Żeby nie było niedomówień chcę jeszcze wymienić zbiornik paliwa i element zasysający paliwo /mechanik użyływał wprawdzie fachowego języka ale nie pamiętam jak się nazywała ta część/.

Do tego dodam, że wszystkie światła sprawne, na wyposażeniu apteczka, dwie gaśnice, trójkąt /wszystko to nie będzie mi potrzebne więc również chce się tego pozbyć/.

Wnętrze zadbane, prawe drzwi się nie domykają /cholera wie dlaczego, myślałem, że słypek jest przesunięty ale nie sprawdziłem tego na warsztacie (skleroza już w tym wieku).

Zrobione przednie lewe nadkole /o ile dobrze pamiętam tak się to nazywa/ oraz części pamiędzy nadkolami na wysokości podwozia /nie mam pojecia jak się to nazywa/.
  
 
"Przedni prawy resor"
Miałem na myśli resor umiejscowiony z przodu po prawej stronie .
----
Twoje zadanie
Przepisz z cytowanego fragmentu wszystko od słów „Żeby nie było” aż do słów „się to nazywa/.”, zastępując „apteczka” wyrazem „latarka”.
----
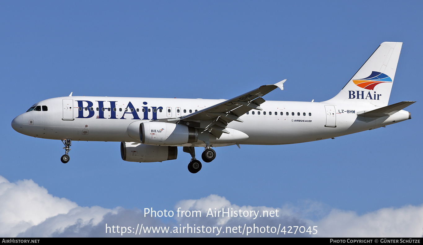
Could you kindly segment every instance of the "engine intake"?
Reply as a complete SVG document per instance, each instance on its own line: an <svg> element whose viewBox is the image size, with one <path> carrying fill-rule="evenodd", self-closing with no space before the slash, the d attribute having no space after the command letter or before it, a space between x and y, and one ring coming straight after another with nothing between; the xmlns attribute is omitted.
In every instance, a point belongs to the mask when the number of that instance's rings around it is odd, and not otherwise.
<svg viewBox="0 0 423 245"><path fill-rule="evenodd" d="M184 125L161 122L147 122L140 125L143 144L175 145L197 142L198 130Z"/></svg>
<svg viewBox="0 0 423 245"><path fill-rule="evenodd" d="M121 142L121 156L122 160L128 162L152 163L173 160L178 156L178 147Z"/></svg>

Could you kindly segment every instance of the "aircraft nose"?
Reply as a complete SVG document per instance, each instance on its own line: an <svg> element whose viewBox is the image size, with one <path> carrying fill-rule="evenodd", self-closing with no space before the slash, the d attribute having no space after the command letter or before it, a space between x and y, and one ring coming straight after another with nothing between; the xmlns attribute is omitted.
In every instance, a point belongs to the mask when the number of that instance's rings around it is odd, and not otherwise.
<svg viewBox="0 0 423 245"><path fill-rule="evenodd" d="M19 115L15 117L15 119L12 121L12 128L15 130L15 131L21 133L22 133L23 125L23 118L22 115Z"/></svg>

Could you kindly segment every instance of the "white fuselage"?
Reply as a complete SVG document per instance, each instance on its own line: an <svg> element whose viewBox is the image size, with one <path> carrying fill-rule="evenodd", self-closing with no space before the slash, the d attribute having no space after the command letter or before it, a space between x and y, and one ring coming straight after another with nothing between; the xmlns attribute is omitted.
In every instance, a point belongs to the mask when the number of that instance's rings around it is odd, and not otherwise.
<svg viewBox="0 0 423 245"><path fill-rule="evenodd" d="M23 113L14 120L12 125L19 133L44 139L140 143L128 133L128 126L134 122L176 118L222 101L224 101L60 97L37 103L34 106L45 106L47 110L33 110ZM375 128L410 118L408 112L401 110L392 115L373 120L358 120L357 112L378 108L368 104L266 101L260 107L262 111L252 110L248 114L242 116L240 118L243 122L234 121L227 126L228 129L236 130L233 132L239 131L246 134L247 139L244 138L239 141L239 138L234 133L233 140L231 140L230 135L225 136L225 139L223 141L220 142L219 139L211 140L211 146L308 142ZM180 146L204 147L205 144L198 140L175 146Z"/></svg>

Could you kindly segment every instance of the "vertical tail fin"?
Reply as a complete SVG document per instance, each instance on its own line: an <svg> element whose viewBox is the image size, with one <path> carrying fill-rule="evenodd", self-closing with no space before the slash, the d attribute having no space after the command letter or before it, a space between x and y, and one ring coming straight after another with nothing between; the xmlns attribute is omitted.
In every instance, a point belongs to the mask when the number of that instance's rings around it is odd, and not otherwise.
<svg viewBox="0 0 423 245"><path fill-rule="evenodd" d="M324 101L388 105L402 43L385 42L335 97Z"/></svg>

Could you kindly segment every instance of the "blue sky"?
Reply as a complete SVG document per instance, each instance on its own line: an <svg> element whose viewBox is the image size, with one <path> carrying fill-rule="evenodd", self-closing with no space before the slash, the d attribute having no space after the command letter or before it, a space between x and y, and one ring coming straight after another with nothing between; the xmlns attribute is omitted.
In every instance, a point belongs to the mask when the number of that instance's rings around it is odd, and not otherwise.
<svg viewBox="0 0 423 245"><path fill-rule="evenodd" d="M404 207L423 215L422 7L417 1L2 2L3 182L18 188L31 179L34 190L48 191L46 198L66 199L74 202L66 206L71 209L99 206L104 214L170 210L184 200L218 197L232 205L290 210L287 217L319 224L323 236L355 234L347 226L338 233L327 228L336 223L330 219L334 210L352 212L364 223L384 209L392 209L393 217ZM227 99L287 79L285 90L264 98L324 101L384 41L404 43L390 103L418 101L406 109L411 120L335 140L220 147L195 174L188 172L190 155L181 149L176 160L129 163L121 158L119 142L73 142L71 161L63 164L61 142L11 126L34 103L71 92ZM10 207L5 196L0 206ZM22 218L34 229L69 213L63 210L36 222L25 219L30 212ZM420 233L411 235L421 236L423 223L415 224ZM39 232L32 235L52 235Z"/></svg>

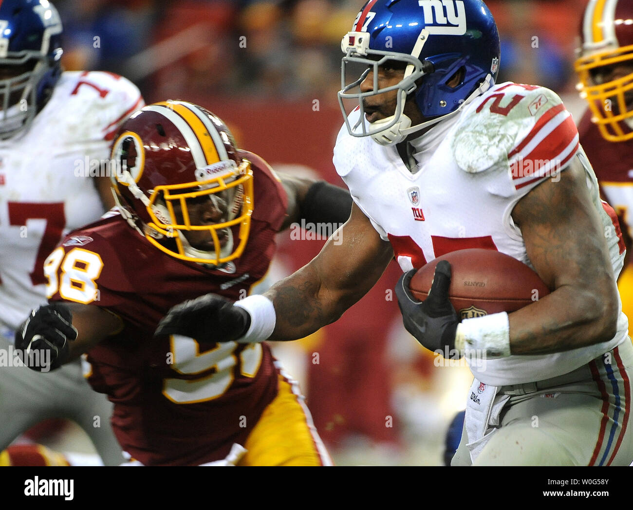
----
Odpowiedź na zadanie
Żeby nie było niedomówień chcę jeszcze wymienić zbiornik paliwa i element zasysający paliwo /mechanik użyływał wprawdzie fachowego języka ale nie pamiętam jak się nazywała ta część/.

Do tego dodam, że wszystkie światła sprawne, na wyposażeniu latarka, dwie gaśnice, trójkąt /wszystko to nie będzie mi potrzebne więc również chce się tego pozbyć/.

Wnętrze zadbane, prawe drzwi się nie domykają /cholera wie dlaczego, myślałem, że słypek jest przesunięty ale nie sprawdziłem tego na warsztacie (skleroza już w tym wieku).

Zrobione przednie lewe nadkole /o ile dobrze pamiętam tak się to nazywa/ oraz części pamiędzy nadkolami na wysokości podwozia /nie mam pojecia jak się to nazywa/.